##### Selected excerpt #####

About the amp, you probably will be able to get a good sound out of it but not without some distortion or overdrive pedal in front of it.

Don't get the 8" speakers, that size is, in my opinion, not suitable for downtuned guitars. Try something like a Mesa Thiele cab if you want a big sound or else something with a decent 12" speaker. A 1x12" will do better than 2x8"

Don't rush yourself because you can get a good deal now, try lots and lots of amps and let your ears decide what amp is best for you within the limits of your budget. Better spend on something you like instead of buying something because it was a good deal. 

If I would've gotten the best deal on a guitar, I would be playing deathmetal with a jazzbox now.


----------



## Fat-Elf (Nov 27, 2012)

If you're not going to play with a band I would go with a POD or then just get an audio interface and use some free amp plugins or Guitar Rig. That Orange will be way too untight and bright for that djent sound and even Tubescreamer won't help it.

#####

• Task instructions
1. State whether each statement agrees with the guitar amp thread, answering yes or no and quoting the deciding words of the thread exactly: (a) The first poster considers a single 12" speaker a better choice than two 8" speakers. (b) The first poster recommends buying promptly while a good deal is available. (c) Fat-Elf believes a Tubescreamer will make the Orange suitable for a djent sound.
2. Extend the guitar amp thread beyond its final sentence, keeping to its subject and tone.
The records are material separate from the guitar amp thread.

##### Supplied entries #####

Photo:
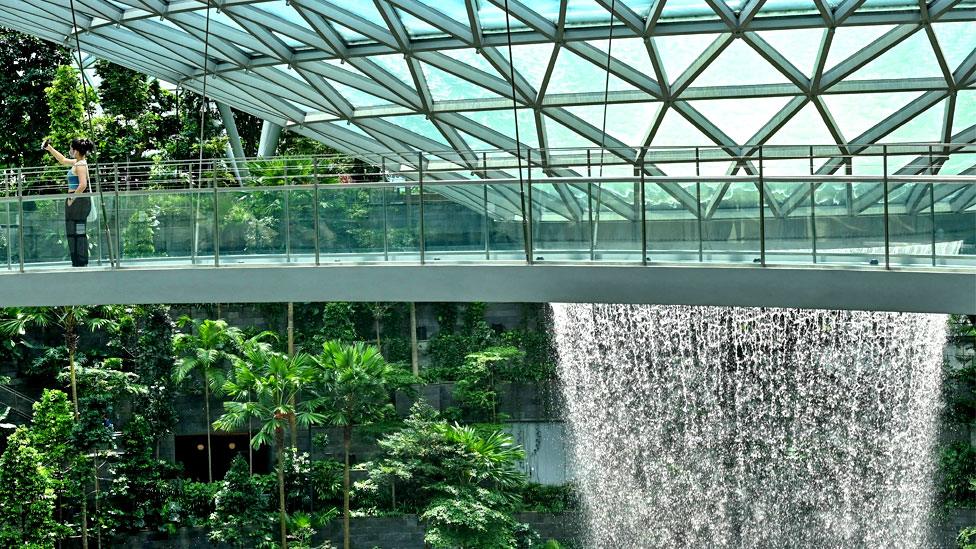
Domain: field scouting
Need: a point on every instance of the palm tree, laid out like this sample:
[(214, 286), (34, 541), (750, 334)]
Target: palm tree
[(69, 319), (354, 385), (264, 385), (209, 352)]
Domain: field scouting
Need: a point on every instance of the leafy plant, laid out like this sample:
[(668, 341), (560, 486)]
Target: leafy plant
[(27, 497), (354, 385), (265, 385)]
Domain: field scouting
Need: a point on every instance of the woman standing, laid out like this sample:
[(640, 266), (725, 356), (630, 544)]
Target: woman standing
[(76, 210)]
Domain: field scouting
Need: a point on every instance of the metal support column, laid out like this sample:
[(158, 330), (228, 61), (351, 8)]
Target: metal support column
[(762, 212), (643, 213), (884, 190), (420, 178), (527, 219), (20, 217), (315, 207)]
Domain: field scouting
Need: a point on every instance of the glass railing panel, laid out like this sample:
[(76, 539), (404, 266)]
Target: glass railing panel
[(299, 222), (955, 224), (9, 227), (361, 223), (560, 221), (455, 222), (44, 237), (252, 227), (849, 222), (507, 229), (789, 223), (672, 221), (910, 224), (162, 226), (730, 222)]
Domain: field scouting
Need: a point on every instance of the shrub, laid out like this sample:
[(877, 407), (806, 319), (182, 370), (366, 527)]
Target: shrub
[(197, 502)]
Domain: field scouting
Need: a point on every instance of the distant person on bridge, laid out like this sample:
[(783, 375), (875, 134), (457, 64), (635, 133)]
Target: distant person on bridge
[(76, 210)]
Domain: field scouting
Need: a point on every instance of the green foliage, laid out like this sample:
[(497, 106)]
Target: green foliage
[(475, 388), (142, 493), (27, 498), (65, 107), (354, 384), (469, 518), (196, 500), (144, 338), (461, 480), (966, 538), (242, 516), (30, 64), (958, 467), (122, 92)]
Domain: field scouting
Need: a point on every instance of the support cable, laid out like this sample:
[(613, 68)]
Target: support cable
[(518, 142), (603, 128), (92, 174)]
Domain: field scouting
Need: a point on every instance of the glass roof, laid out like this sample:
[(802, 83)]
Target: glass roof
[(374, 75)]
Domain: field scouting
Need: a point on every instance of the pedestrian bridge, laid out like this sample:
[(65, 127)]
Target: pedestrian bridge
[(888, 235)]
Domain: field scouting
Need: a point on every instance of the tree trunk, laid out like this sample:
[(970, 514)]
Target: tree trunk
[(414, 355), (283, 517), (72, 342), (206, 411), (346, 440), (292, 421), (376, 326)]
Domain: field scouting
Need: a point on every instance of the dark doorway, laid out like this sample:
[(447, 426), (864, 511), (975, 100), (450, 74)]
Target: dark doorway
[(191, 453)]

#####
##### Supplied entries #####

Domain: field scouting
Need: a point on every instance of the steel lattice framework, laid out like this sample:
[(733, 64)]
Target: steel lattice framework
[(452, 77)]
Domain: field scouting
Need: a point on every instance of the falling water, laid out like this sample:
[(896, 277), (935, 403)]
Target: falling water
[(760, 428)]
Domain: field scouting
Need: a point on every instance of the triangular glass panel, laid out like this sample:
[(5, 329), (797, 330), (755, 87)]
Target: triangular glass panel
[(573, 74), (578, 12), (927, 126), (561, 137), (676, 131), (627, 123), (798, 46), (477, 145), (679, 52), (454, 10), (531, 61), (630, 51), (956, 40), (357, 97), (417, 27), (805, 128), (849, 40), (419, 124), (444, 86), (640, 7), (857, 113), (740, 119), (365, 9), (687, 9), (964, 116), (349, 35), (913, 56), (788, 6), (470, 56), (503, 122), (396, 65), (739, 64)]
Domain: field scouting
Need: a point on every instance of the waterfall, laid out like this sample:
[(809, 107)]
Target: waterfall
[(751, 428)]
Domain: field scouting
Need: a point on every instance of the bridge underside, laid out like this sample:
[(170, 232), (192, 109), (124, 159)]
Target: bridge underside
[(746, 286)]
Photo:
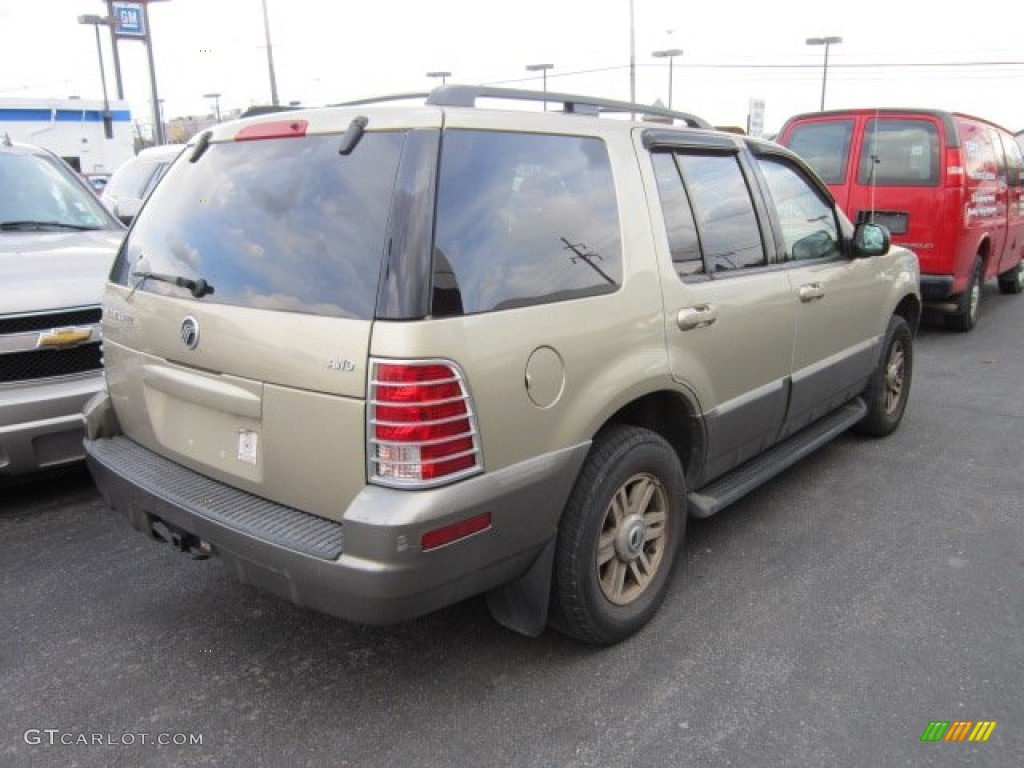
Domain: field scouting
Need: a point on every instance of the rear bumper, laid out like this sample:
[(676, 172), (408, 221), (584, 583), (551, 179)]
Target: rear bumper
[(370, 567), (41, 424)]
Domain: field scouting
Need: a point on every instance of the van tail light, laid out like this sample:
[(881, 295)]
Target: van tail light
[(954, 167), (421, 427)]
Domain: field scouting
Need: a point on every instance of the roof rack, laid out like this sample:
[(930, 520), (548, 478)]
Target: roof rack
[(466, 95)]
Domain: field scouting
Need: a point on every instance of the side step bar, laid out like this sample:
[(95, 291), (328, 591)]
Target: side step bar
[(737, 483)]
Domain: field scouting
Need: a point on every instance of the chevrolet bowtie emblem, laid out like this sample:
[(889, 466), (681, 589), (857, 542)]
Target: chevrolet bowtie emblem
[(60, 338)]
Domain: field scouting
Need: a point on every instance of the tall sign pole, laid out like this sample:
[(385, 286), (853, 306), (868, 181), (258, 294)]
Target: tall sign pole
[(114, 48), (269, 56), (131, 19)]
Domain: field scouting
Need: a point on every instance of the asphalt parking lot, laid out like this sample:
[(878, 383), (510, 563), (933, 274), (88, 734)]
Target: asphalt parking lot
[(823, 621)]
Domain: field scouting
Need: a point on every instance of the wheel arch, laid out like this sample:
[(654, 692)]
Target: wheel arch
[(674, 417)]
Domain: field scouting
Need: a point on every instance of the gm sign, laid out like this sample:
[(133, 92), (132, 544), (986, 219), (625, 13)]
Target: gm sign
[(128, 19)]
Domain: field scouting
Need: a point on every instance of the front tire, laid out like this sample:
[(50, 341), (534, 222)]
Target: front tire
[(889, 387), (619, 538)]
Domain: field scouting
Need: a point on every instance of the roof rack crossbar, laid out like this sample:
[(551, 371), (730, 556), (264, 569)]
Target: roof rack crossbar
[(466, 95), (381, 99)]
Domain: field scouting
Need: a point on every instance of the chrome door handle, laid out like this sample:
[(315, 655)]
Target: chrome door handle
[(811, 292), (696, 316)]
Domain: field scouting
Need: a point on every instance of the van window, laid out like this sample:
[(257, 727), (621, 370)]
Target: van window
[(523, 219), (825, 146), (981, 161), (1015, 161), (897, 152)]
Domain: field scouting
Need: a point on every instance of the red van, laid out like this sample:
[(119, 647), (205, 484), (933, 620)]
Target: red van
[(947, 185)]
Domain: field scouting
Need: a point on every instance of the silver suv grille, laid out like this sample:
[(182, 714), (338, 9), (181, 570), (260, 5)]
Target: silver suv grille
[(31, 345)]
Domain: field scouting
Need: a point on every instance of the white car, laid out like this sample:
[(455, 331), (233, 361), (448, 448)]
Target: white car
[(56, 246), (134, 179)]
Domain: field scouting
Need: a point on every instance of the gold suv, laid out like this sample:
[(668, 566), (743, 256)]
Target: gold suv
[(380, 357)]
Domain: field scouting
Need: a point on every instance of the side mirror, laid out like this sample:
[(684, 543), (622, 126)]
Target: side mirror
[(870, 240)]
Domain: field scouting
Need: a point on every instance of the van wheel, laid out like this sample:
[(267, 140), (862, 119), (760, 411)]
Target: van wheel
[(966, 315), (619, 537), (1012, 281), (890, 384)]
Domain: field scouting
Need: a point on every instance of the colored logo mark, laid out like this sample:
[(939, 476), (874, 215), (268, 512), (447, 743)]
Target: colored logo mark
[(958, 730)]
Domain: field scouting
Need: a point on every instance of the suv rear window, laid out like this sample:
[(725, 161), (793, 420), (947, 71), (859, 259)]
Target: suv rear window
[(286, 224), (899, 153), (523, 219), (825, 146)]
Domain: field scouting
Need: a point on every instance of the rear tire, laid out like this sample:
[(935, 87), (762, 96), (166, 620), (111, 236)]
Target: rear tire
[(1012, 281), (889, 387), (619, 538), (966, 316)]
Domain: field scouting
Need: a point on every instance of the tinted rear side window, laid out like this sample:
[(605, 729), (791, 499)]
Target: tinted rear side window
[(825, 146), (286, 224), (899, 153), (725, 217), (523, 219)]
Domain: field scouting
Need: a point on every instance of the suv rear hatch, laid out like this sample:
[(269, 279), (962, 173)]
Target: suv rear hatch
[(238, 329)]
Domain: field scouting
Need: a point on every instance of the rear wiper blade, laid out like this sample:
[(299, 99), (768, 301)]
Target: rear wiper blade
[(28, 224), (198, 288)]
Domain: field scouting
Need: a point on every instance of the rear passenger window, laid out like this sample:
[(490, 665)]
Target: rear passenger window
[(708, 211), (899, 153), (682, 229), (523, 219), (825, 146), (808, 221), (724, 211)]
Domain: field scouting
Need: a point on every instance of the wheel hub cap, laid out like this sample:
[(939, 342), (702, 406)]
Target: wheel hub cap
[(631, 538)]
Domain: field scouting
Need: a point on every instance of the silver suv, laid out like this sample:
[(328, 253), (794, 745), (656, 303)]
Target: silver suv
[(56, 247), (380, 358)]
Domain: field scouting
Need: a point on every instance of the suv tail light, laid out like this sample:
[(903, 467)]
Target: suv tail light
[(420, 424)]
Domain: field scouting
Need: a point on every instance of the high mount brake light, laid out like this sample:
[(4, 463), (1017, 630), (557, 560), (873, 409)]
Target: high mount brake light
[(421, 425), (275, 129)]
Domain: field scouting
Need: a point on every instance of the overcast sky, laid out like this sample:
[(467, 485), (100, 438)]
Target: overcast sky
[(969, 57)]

#####

• Answers to the exercise
1.
(a) Yes: "A 1x12" will do better than 2x8""
(b) No: "Don't rush yourself because you can get a good deal now"
(c) No: "even Tubescreamer won't help it."

2.
----------



## cgraci (Nov 27, 2012)

This is a beginners thread don't be so obnoxious! He's here to chat. Don't answer it if your gonna be rude. Go show boat somewhere else.


----------



## ChaosKyle (Nov 27, 2012)

Alright guys, I have started looking into other amps, mainly the Bugera heads. I was planning on getting a 6262 as I really like the sound it produces. Does anybody have any experience with this head and let me know what effects or pedals I should consider getting.


----------



## Stealthdjentstic (Nov 27, 2012)

cgraci said:


> This is a beginners thread don't be so obnoxious! He's here to chat. Don't answer it if your gonna be rude. Go show boat somewhere else.



Actually a mod moved this into beginner. It was not posted here originally.


----------



## mcleanab (Nov 27, 2012)

You can't go wrong with an Engl e530...

A nice poweramp like the Rocktron Velocity isn't too bad either...

Do some research on these and see if they will fit your needs... both are great pieces of gear and relatively inexpensive but built like tanks.

Good luck!


----------



## Stealthdjentstic (Nov 27, 2012)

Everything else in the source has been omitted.